> DIRECTIONS FOR THIS TASK
What lines in the entries below contain the word "water"? Copy all of them.
Start of Block
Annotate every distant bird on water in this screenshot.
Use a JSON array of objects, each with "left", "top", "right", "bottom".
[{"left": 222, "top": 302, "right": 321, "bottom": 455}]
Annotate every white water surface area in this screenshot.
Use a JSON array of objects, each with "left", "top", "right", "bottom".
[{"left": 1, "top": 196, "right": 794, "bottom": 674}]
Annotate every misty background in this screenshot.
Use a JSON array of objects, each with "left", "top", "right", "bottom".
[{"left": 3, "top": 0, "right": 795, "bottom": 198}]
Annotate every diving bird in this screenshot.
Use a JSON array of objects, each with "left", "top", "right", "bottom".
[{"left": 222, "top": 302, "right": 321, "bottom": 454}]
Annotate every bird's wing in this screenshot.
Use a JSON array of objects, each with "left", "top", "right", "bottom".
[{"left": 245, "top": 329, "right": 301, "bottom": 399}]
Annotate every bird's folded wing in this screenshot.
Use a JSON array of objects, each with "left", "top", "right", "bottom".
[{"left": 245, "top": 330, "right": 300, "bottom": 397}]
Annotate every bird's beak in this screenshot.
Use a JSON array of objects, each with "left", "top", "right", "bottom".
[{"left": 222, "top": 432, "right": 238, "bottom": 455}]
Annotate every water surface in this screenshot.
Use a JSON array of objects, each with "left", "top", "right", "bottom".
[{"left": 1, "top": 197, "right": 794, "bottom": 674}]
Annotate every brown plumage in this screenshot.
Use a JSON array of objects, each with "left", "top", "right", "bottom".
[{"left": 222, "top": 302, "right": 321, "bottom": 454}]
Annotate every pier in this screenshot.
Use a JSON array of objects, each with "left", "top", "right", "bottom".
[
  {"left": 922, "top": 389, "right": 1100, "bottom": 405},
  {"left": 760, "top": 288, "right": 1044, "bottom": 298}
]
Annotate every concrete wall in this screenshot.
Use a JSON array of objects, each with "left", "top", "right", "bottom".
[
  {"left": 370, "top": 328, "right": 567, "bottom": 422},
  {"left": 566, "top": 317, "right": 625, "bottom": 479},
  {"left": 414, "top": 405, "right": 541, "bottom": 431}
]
End of Block
> OUTPUT OF THE EXERCISE
Annotate every distant bird on water in this screenshot.
Annotate every white water surface area in this screenshot.
Annotate every water surface in this screenshot.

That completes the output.